ESTRATTO DEL DOCUMENTO>

━━━━━━━━

L’ allegato n. 1 al provvedimento n. 467 dell’11 ottobre 2018 [doc. web n. 9058979] (Pubblicato sulla Gazzetta Ufficiale n. 269 del 19 novembre 2018) Elenco delle tipologie di trattamenti, soggetti al meccanismo di coerenza, da sottoporre a valutazione d’impatto indica quali siano i trattamenti soggetti alla PIA, riportandovi i “Trattamenti di dati personali effettuati mediante interconnessione, combinazione o raffronto di informazioni, compresi i trattamenti che prevedono l’incrocio dei dati di consumo di beni digitali con dati di pagamento (es. mobile payment).”
Pertanto non sarà possibile per le società dei servizi Mobile Payment sfuggire alla redazione di un DPIA.
La responsabilità della PIA spetta al titolare, anche se la conduzione materiale della valutazione di impatto può essere affidata a un altro soggetto, interno o esterno all’organizzazione. Il titolare ne monitora lo svolgimento consultandosi con il responsabile della protezione dei dati (RPD, in inglese DPO) e acquisendo se i trattamenti lo richiedono – il parere di esperti di settore, del responsabile della sicurezza dei sistemi informativi (Chief Information Security Officer, CISO) e del responsabile IT.
In questo modo i rischi che l’utente corre dovrebbero essere costantemente monitorati e i dati personali protetti da furti, hackeraggio, etc.
Informarsi per proteggersi
Alla luce di tali considerazione dobbiamo porci alcune domande chiave ogni volta che effettuiamo un acquisto on line: ci curiamo di leggere l’informativa?
Sappiamo quali informazioni possiamo avere dalla stessa?
Ci preoccupiamo di capire a cosa serva il nostro consenso?
O di fornire soltanto il consenso solo per finalità di nostro interesse?
Probabilmente no.
La mancata conoscenza della reale utilità dell’informativa ex art 13 del GDPR e dello strumento di conoscenza che rappresenta, rende gli interessati estremamente vulnerabili e molte volte inconsapevoli di essere oggetto di un monitoraggio continuo da parte di molte società.
Come sopra ricordato un fenomeno oggi presente, ancorché contrastato dall’Autorità Garante, è quello che la fornitura di un bene o di un servizio sia accessibile solo previo consenso al trattamento dei dati personali dell’interessato per fini promozionali.
In questi casi il consenso prestato non può dirsi veramente “libero” (Provv. 24.2.2007; 20.12.2012; 1.10.2015 n. 508). Pertanto il trattamento che ne dovesse derivare sarebbe illegittimo.
Anche se i tempi non sono ancora certi, nei prossimi mesi dovrebbe intervenire la riforma della direttiva ePrivacy (2002/58/CE), che si occupa specificamente della tutela delle comunicazioni elettroniche, della sicurezza dei dispositivi digitali e della protezione dei dati personali nel mondo online.
La riforma si presenta quindi come una normativa di dettaglio rispetto al GDPR che, invece, pone le regole generali per la protezione dei dati personali.
Il tutto nella speranza di rendere l’interessato consapevole del valore dei propri dati personali e della propria privacy.

━━━━━━━━

Voci di etichettatura dei contorni>
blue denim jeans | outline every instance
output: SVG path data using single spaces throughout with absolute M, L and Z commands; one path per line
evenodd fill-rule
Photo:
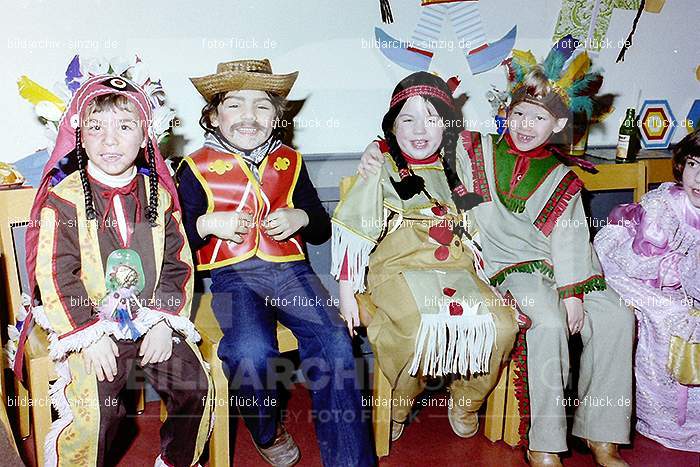
M 347 328 L 308 262 L 251 258 L 213 270 L 211 279 L 212 306 L 224 334 L 219 358 L 255 442 L 274 440 L 277 384 L 288 383 L 291 374 L 278 351 L 279 320 L 299 341 L 324 465 L 376 464 L 370 411 L 362 407 Z

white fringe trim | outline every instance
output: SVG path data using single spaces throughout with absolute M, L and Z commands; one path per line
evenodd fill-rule
M 341 225 L 333 223 L 331 243 L 331 274 L 340 279 L 345 255 L 348 257 L 348 280 L 352 283 L 353 291 L 365 291 L 365 272 L 369 265 L 369 254 L 374 249 L 374 243 L 350 232 Z
M 37 322 L 39 321 L 37 320 Z M 110 324 L 108 321 L 98 321 L 82 331 L 62 339 L 59 339 L 55 332 L 49 332 L 49 357 L 54 361 L 62 361 L 69 353 L 80 352 L 85 347 L 100 340 L 105 334 L 111 334 Z
M 491 313 L 468 314 L 465 309 L 461 316 L 451 316 L 449 311 L 443 311 L 447 310 L 421 315 L 411 376 L 415 376 L 419 368 L 425 376 L 488 373 L 491 350 L 496 342 L 496 325 Z
M 70 367 L 63 360 L 54 364 L 58 379 L 49 387 L 51 405 L 58 413 L 58 418 L 51 423 L 51 429 L 44 441 L 44 465 L 47 467 L 58 466 L 58 437 L 61 432 L 73 422 L 73 411 L 66 397 L 66 387 L 71 383 Z
M 190 321 L 186 316 L 172 315 L 170 313 L 164 313 L 158 310 L 152 310 L 147 307 L 139 308 L 136 314 L 136 319 L 133 320 L 134 326 L 143 335 L 148 332 L 156 323 L 159 321 L 165 321 L 168 326 L 170 326 L 173 331 L 177 331 L 189 342 L 196 344 L 202 338 L 194 327 L 194 323 Z M 130 335 L 127 336 L 122 329 L 119 329 L 115 324 L 115 329 L 119 331 L 119 334 L 113 333 L 114 337 L 117 339 L 128 339 Z M 124 337 L 120 337 L 124 336 Z M 175 338 L 175 337 L 173 337 Z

━━━━━━━━

ATTIVITÀ DA SVOLGERE>
1. Modifica il testo sulla privacy nei pagamenti online a partire da "La mancata conoscenza" e proseguendo fino a "di molte società.", mettendo "esposti" al posto di "vulnerabili".
2. Scrivi il seguito del testo sulla privacy nei pagamenti online.

RISULTATI>
1.
La mancata conoscenza della reale utilità dell’informativa ex art 13 del GDPR e dello strumento di conoscenza che rappresenta, rende gli interessati estremamente esposti e molte volte inconsapevoli di essere oggetto di un monitoraggio continuo da parte di molte società.

2.
Utili consigli
Gli utenti prima di tutto devono, per evitare violazioni della privacy, possibili truffe, furti di identità o di denaro o più in generale l’utilizzo improprio dei loro dati personali:
- Prestare attenzione al fatto che chiunque raccolga o tratti dati personali è tenuto a rendere un’idonea informativa, art 13 o 14 del GDPR grazie alla quale è possibile comprendere il trattamento.
- Grazie all’informativa è possibile infatti comprendere chi sia l’effettiva società titolare, per quali finalità raccoglie e tratta i dati personali degli utenti, a chi li comunica e per quali ragioni, per quanto tempo potrà conservarli e quali sono gli effettivi diritti esercitabili;
- Leggere attentamente le finalità per le quali sia richiesto il consenso dell’interessato. Ricordano in particolare che nell’ambito di un rapporto contrattuale i dati personali possono essere trattati dal Titolare senza il consenso dell’interessato in quanto esiste già un consenso al rapporto contrattuale (stipula) che costituisce la base giuridica di un trattamento legittimo dei dati.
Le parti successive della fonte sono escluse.